Object location annotation data:
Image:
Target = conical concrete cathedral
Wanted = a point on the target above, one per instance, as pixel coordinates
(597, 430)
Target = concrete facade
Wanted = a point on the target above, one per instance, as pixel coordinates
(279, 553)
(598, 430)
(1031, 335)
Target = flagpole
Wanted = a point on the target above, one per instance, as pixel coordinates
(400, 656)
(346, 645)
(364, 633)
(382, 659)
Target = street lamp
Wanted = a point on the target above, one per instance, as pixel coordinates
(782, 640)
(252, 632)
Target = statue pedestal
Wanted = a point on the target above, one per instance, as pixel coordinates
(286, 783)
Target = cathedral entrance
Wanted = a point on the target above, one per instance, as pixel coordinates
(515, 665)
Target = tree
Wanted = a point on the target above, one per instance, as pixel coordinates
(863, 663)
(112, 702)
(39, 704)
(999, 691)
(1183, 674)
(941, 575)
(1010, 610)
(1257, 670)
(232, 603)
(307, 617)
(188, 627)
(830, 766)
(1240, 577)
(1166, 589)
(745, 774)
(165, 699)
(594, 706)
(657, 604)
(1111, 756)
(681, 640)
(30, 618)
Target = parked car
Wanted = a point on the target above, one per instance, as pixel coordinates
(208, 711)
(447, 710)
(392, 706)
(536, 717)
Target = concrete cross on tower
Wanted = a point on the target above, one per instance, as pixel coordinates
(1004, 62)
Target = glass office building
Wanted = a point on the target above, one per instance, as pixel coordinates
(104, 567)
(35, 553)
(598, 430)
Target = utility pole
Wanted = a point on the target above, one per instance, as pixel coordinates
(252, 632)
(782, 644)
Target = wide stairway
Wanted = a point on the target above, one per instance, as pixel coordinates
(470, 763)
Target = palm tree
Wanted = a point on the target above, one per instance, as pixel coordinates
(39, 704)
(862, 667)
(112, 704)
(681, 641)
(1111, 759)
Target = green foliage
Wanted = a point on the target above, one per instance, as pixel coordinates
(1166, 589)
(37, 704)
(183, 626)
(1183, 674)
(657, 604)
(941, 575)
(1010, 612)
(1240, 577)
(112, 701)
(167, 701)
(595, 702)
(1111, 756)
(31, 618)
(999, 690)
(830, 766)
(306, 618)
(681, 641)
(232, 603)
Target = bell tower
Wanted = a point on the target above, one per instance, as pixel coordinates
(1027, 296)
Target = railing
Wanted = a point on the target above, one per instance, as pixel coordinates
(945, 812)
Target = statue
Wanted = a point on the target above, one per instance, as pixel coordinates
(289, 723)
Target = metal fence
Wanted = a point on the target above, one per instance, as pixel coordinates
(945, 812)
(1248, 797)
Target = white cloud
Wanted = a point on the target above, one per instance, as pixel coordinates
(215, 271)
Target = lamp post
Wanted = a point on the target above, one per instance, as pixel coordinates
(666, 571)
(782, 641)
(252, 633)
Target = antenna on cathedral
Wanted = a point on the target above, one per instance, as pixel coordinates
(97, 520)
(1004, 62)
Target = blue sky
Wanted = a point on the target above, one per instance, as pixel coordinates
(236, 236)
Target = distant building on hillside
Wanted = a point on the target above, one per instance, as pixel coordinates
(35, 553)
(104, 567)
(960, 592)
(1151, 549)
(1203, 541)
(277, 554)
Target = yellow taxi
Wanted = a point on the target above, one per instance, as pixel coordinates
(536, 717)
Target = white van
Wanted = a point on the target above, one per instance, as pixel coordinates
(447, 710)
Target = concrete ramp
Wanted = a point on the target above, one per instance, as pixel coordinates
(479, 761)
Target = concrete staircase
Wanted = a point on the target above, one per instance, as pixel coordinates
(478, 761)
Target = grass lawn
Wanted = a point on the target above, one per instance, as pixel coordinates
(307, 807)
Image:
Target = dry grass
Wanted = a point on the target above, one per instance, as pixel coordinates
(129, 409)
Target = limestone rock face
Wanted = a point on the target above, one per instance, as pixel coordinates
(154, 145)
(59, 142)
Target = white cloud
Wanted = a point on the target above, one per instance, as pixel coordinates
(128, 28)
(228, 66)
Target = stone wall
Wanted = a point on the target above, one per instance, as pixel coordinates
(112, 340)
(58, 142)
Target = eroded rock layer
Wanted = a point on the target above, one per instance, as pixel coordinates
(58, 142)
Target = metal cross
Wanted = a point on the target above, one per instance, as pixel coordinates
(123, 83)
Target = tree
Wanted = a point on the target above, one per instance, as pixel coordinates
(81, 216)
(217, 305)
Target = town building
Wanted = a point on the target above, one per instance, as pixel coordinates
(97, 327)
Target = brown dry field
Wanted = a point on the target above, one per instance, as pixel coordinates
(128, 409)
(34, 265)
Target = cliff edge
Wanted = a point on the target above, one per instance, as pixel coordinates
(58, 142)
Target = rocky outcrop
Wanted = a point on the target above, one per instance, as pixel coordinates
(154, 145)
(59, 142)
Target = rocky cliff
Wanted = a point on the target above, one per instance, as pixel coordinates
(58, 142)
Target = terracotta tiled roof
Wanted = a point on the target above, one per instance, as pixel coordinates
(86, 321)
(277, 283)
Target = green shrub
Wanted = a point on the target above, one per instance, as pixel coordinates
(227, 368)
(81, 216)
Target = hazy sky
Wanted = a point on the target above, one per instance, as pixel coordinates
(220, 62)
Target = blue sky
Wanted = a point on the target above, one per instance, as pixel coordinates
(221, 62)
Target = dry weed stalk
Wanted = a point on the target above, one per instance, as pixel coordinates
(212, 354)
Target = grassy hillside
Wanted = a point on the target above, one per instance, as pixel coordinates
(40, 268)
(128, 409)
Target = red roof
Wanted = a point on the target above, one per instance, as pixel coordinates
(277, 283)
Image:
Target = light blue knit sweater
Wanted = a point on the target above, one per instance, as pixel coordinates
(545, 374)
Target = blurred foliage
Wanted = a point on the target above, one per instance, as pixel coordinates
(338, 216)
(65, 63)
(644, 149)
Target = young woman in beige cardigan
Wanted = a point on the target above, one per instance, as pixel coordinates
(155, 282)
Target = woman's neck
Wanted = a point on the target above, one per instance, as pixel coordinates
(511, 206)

Short task » Could you write out everything from the start of the items down through the line containing "(1031, 335)" again, replacing "concrete facade" with "concrete exterior" and leaving all else unchanged?

Expected output »
Image:
Target = conical concrete cathedral
Wanted = a point on the target above, one per instance, as pixel coordinates
(597, 430)
Target = concrete exterior
Wanted = a point on the target above, one per instance, as pixel coordinates
(279, 553)
(598, 430)
(1031, 335)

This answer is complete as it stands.